[[ Document segment, beginning ]]

Labour welfare

Published October 24, 2022
The writer is a consultant in human resources at the Aga Khan University Hospital.
The writer is a consultant in human resources at the Aga Khan University Hospital.

IN April 2010, labour laws were devolved to the provinces by virtue of the 18th Amendment. Accordingly, the authority to carry out amendments or promulgate new labour laws was transferred from the centre to the provincial governments. Two years later, the federal Industrial Relations Act, 2012, was introduced, which took out those companies from the purview of provinces that were carrying on business in more than one province. The fact that only federal labour laws will be applicable to trans-provincial companies has been recognised by the Supreme Court in its judgements. On the contrary, there is not a single judgement of any court saying that provincial laws are applicable to trans-provincial companies.

Trans-provincial companies find themselves isolated as no amendments to labour laws have been carried out by the centre since 2012. In the absence of legislation and due to lack of inter-provincial coordination, critical labour welfare laws are gradually losing their usefulness.

Despite devolution, the federal government did not part with the management of the Employees’ Old-Age Benefits scheme or regularise this status through a constitutional amendment. Hence it can neither enhance the monthly amount of EOBI contribution payable by the employers nor increase the amount of pension lawfully. The last time workers’ pension was increased, with great difficulty, was effective from Jan 1, 2020.

Due to the centre’s inaction, the law on workers sharing company profits has become meaningless in provinces other than Sindh. The latter has its own Sindh Companies Profits (Workers’ Participation) Act, 2015, which fulfils the purpose of its enactment. In the absence of an updated act, employers in the other provinces find excuses for not disbursing the share in profit.

Due to the centre’s inaction, some laws have become meaningless.

Since 2010, legal confrontation between the employers and two provincial governments have also deprived workers of a timely increase in minimum wages.

When Gen Ayub Khan assumed power in October 1958, the stage had already been set for industrial progress. The Pakistan Industrial Credit and Investment Corporation had been established in 1957, with assistance from the World Bank. PICIC would extend loans on easy terms to persons interested in setting up industry. Wapda, established in February 1958, provided key infrastructure to developing industries.

To fulfil the deficiency of skilled manpower, the government promulgated the Apprenticeship Ordinance in 1962, making provisions for promoting, developing and regulating apprenticeship programmes in industries and for securing minimum skill standards.

The government made it obligatory for employers with 50 or more workers to operate the apprenticeship scheme. They had to ensure that apprentices received theoretical instruction to the extent of at least 20 per cent of the total working hours. The remaining 80pc would be spent on practical training.

[[ Document segment, end ]]
[[ Data provided, beginning ]]

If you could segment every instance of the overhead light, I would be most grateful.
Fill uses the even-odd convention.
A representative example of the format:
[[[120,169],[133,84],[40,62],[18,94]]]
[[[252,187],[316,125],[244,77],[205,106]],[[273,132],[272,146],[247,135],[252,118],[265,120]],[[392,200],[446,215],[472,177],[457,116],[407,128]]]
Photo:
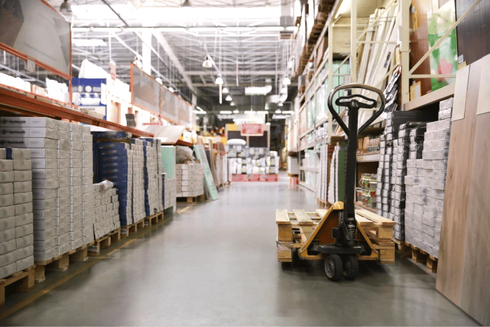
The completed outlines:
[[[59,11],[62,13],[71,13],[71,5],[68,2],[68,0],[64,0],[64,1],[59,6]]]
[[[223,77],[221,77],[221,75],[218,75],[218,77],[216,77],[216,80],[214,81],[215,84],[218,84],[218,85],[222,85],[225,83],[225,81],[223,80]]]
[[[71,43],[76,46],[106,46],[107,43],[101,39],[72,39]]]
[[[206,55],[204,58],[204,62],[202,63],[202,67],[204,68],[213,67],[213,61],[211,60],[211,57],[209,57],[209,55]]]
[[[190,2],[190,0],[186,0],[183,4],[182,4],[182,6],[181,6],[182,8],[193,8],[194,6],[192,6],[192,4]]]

[[ Data provided, end ]]
[[ Data provided, beginning ]]

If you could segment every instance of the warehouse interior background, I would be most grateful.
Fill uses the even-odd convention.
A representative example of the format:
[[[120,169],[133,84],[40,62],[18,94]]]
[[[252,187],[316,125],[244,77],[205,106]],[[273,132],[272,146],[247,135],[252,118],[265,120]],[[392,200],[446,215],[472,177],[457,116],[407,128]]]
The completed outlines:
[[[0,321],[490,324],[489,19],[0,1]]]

[[ Data provided, end ]]
[[ Data provided, beginning ]]

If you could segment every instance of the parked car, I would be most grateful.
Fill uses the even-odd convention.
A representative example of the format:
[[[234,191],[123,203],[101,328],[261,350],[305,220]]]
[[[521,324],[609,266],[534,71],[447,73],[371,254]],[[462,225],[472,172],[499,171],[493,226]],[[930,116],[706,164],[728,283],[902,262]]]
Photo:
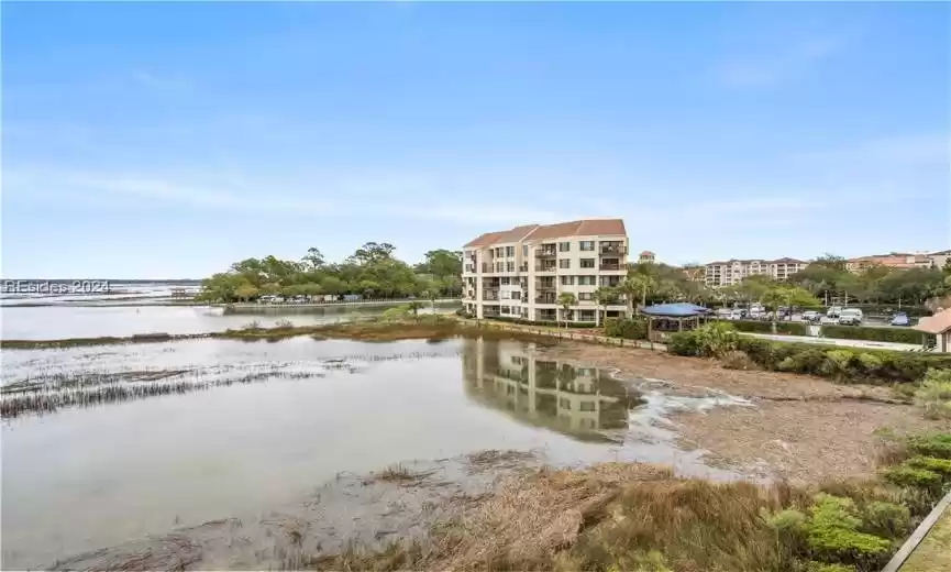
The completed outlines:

[[ Data provided, end ]]

* _Using the information_:
1/ Copy a passage of the labor welfare article word for word, beginning at "The government made" and ending after "on practical training.".
2/ In the labor welfare article, from what date did the last increase in workers' pension take effect?
3/ Carry the labor welfare article forward from its final sentence.

* _Answers below_:
1/
The government made it obligatory for employers with 50 or more workers to operate the apprenticeship scheme. They had to ensure that apprentices received theoretical instruction to the extent of at least 20 per cent of the total working hours. The remaining 80pc would be spent on practical training.

2/ January 1, 2020.

3/
The scheme was beneficial both for the employers who implemented it in letter and spirit, and the apprentices, who learnt their assigned trade with enthusiasm. Some of the latter would get lucrative jobs in the Middle East.

In 1966, the government came up with Apprenticeship Rules, which comprehensively provided the terms and conditions of apprenticeship besides the establishment of the Apprenticeship Advisory Committee. The monthly emolument called ‘stipend’, to be paid by employers to the apprentices, was fixed for the first time.

The two- or three-year duration of apprenticeship was divided into five slabs. In the first 20pc of the duration of apprenticeship, apprentices would be paid not less than 40pc of the skilled worker wages in the concerned trade. In the fifth and last 20pc, the emoluments would not be less than 80pc of the skil­led worker wages. If the skilled worker wages in the late 1960s, were, say, Rs10,000, the appre­ntice in the last slab would be paid Rs8,000, which was a reasonable amount then.

It is unfortunate that no amendments in the rules have taken place over the last 56 years. Consequently, the rule relating to stipends has become redundant. In the meantime, the federal government and Punjab have promulgated their own Apprenticeship Acts in 2017 and 2021 respectively. Both have fixed the rate of stipend at 50pc of the prevailing minimum wage, which is quite low, ie, Rs12,500 per month for the retention and motivation of apprentices.

As suggested by the Technical Education & Vocational Training Authority, Lahore, the stipend should be linked to minimum wages for skilled workers, which is currently Rs27,583 per month in Punjab. Fixing the stipend at a percentage of this amount, which comes to around Rs20,000 per month during the entire period of training, would be reasonable.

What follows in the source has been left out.